== Extracted entries

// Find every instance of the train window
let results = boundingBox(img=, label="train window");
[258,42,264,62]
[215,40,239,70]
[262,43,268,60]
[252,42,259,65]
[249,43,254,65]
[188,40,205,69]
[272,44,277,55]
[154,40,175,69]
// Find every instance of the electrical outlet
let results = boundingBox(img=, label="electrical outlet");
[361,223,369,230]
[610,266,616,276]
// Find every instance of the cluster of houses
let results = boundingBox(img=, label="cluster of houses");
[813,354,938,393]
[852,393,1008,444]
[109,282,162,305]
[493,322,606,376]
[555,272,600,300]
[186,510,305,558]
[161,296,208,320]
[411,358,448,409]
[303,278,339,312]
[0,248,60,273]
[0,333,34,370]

====
== Extracted entries

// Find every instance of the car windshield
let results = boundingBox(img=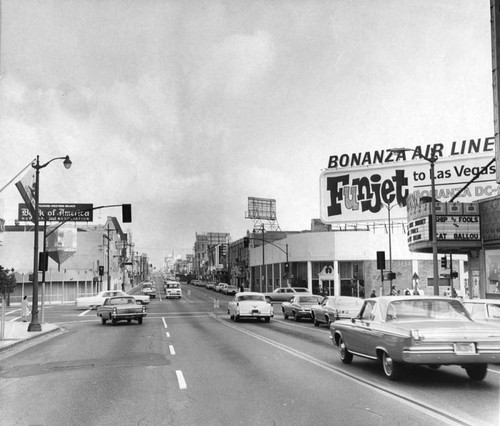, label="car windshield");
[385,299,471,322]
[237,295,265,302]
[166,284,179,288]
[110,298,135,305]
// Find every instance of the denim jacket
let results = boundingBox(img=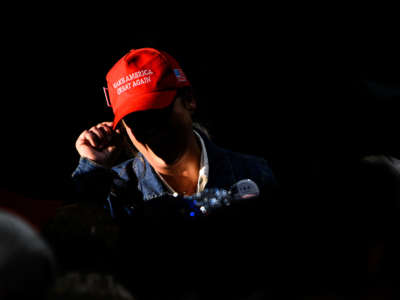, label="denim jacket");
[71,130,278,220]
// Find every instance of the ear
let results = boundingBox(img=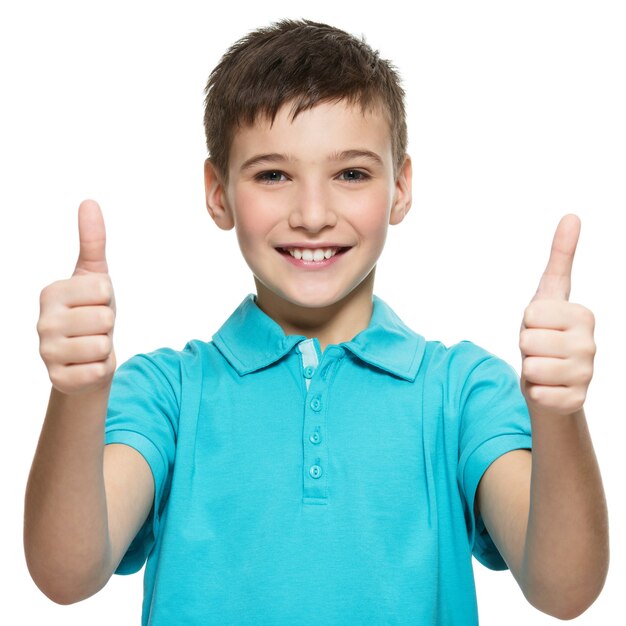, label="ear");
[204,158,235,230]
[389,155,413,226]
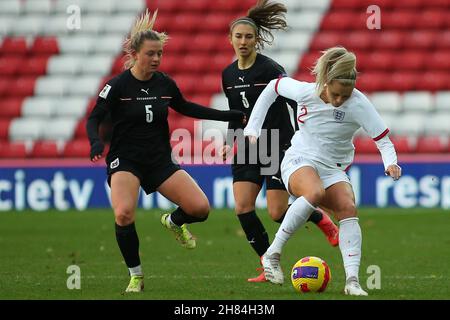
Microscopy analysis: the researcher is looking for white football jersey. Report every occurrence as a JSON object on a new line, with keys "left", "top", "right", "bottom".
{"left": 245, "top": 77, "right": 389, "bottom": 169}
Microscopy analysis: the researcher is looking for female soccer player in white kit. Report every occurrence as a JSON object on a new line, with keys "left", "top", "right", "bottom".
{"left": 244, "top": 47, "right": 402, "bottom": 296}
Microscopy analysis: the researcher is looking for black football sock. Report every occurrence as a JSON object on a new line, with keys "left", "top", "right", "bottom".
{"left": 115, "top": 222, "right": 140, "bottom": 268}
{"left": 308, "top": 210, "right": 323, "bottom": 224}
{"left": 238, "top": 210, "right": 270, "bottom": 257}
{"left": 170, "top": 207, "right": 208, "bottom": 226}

====
== Extracted entries

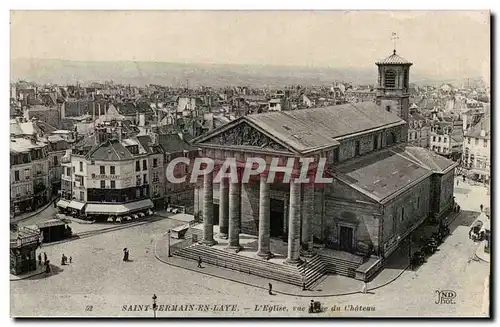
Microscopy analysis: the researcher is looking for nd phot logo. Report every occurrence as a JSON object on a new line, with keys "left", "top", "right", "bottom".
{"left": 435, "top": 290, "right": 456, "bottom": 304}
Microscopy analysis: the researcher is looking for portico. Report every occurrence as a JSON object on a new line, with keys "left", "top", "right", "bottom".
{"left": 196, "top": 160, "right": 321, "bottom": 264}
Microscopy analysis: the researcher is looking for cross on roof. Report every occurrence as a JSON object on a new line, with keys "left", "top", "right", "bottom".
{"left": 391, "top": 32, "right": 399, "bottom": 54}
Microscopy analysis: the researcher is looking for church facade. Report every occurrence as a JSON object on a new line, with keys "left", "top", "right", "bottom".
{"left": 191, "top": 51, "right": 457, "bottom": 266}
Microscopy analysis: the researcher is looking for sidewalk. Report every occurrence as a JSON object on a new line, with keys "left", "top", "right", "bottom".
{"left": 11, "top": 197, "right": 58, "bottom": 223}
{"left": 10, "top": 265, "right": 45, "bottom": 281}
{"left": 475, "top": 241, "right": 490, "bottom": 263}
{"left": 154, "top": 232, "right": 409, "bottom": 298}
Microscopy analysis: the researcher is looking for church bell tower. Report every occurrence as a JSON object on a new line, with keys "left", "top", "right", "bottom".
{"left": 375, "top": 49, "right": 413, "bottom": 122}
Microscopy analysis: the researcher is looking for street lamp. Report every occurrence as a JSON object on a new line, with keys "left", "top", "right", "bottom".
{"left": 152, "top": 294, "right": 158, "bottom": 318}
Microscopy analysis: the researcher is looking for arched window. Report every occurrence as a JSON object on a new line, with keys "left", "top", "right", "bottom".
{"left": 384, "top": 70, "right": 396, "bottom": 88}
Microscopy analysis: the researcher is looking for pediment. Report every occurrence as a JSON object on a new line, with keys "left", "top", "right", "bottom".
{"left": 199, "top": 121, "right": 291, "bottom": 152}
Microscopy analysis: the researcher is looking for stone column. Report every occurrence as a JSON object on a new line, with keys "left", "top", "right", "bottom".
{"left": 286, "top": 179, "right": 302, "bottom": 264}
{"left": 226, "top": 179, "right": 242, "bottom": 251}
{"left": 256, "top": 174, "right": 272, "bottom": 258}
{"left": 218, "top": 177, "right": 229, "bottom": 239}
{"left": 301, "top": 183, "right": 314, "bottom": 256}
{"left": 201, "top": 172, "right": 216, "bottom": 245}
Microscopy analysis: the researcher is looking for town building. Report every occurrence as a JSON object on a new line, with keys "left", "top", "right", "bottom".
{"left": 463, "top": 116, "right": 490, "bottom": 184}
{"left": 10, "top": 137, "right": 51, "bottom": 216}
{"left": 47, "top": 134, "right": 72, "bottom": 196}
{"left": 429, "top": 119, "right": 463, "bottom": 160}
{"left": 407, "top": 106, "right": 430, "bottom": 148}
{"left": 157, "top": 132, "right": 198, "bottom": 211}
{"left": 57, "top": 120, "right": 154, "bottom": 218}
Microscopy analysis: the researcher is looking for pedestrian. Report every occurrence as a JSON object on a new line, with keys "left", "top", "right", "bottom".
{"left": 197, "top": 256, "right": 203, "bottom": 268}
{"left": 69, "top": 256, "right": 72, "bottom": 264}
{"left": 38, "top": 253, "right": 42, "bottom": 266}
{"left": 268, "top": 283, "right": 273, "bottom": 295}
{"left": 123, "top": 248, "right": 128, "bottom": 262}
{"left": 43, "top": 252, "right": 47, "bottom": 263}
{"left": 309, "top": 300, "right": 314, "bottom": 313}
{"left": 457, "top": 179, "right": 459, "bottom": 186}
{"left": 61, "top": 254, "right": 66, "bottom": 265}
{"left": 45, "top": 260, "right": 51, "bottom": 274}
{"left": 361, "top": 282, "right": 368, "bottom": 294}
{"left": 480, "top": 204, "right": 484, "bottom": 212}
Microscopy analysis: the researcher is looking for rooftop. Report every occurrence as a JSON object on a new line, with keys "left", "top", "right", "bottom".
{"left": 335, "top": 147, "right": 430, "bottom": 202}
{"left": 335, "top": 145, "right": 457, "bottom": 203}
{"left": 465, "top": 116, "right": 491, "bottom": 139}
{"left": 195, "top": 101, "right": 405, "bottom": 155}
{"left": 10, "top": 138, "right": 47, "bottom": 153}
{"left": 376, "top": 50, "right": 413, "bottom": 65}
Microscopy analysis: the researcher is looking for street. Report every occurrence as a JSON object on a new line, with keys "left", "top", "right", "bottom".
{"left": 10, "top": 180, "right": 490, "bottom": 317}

====

What the task asks — Among the entries above, find every line holding "instance" and copy it.

Worked solution —
// Find every instance of the train window
// Find every instance of the electrical outlet
// Find every instance of the cluster of houses
// Find every instance of the car windshield
// Find every instance of the denim jacket
// Find every instance of the ear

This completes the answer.